WHAT TO PRODUCE
Repeat the listing that follows exactly, please.
>>>>
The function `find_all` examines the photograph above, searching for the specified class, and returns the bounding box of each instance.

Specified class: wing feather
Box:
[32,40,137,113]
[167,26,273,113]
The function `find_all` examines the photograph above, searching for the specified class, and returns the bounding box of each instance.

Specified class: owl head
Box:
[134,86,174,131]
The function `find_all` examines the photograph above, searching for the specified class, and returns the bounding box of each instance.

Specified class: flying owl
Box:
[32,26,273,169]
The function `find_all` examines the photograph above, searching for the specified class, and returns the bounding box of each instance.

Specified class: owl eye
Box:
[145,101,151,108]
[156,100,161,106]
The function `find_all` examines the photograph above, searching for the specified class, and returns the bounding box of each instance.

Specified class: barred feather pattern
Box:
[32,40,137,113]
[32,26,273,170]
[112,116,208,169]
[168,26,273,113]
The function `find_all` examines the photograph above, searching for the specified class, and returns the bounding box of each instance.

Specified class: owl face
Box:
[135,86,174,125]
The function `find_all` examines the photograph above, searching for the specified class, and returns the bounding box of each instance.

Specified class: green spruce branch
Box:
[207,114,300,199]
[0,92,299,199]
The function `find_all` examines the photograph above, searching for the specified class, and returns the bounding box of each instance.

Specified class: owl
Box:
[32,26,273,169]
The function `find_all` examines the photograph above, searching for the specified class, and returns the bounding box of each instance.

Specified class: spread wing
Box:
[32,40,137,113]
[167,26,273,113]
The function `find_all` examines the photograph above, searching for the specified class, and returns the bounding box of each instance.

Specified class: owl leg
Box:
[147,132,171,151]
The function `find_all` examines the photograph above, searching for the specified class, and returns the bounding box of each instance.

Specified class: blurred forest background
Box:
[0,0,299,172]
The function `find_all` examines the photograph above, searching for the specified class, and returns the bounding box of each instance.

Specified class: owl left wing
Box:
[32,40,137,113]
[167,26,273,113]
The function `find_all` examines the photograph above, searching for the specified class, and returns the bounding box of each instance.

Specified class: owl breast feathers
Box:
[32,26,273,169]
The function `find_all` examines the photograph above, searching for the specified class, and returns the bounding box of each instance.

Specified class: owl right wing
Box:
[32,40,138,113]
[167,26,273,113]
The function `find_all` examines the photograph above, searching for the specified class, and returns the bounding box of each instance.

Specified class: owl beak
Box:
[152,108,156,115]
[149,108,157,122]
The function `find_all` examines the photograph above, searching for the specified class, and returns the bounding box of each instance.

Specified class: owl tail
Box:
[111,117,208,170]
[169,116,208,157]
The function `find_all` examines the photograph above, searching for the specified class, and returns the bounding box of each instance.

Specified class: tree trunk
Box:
<<<<
ANSWER AREA
The function `find_all` examines the photograph above, searching for the specified class, and returns the bounding box of each instance.

Specified class: wing feather
Box:
[32,40,137,113]
[167,26,273,113]
The function `find_all` examines the photograph above, searching for the specified class, and returns the bounding box of each instance.

Specified class: owl head
Box:
[134,86,174,131]
The function `find_all` examines the photograph above, searching for the specified class, and returns the bounding box of each instance.

Specified class: flying owl
Box:
[32,26,273,169]
The function `find_all` examines the photograph above, searching for the specified class, and returns the bounding box of each instance.

Specified class: owl eye
Box:
[145,101,151,108]
[156,100,161,106]
The function `find_all` examines the photograph above, searching for the specified class, and returns the bounding box of each instance.

Specified class: barred feather pattern
Box:
[32,40,137,113]
[32,26,273,170]
[112,116,208,169]
[168,26,273,113]
The function `find_all` examines the photograph above, searching for the specified class, and returns the bounding box of each instance.

Specified class: owl face
Box:
[135,86,174,125]
The function `find_all` examines the photograph above, searching for the specified class, and returns the bounding box of each instance.

Specified class: green spruce branch
Box:
[207,114,300,199]
[0,92,299,199]
The function `find_all` examines the photograph above, searching for the specified class, and returns the bounding box of each instance.

Specified class: owl
Box:
[32,26,273,169]
The function `find_all` examines the photograph above, searching for the specified class, and returns the bounding box of each instance.

Specified class: spread wing
Box:
[32,40,137,113]
[167,26,273,113]
The function `find_all` examines the photograph above, searching for the specified class, and returns the bounding box of each instance.

Specified class: owl leg
Box:
[147,132,171,151]
The function `find_all` examines the photograph above, searching for the specified class, and returns the bounding box of each instance.

Specified class: blurred forest background
Box:
[0,0,299,172]
The function `find_all` examines the photograph above, searching for the specified class, and returns the bounding box of each instance.

Specified class: owl left wing
Box:
[32,40,137,113]
[167,26,273,113]
The function `find_all` examines the photograph above, searching for the specified class, and returns the bounding box of each instance.

Specified class: owl breast feathers
Box:
[32,26,273,169]
The function `find_all` examines the photograph above, searching for the specified class, and returns the bounding box of each instance.

Specified class: owl right wing
Box:
[32,40,138,113]
[167,26,273,113]
The function `find_all` examines the photograph above, searching for the specified class, and returns the bounding box of each instance.

Specified class: owl beak
Box:
[152,108,156,115]
[149,108,157,122]
The function `find_all` examines the photograph above, searching for the specified class, and returns the bounding box of each instance.

Specified class: owl tail
Box:
[111,117,208,170]
[169,116,208,157]
The function `find_all` examines the photograph above, searching for the specified class, and returns the bounding box of each instance.

Specified class: tree trunk
Box:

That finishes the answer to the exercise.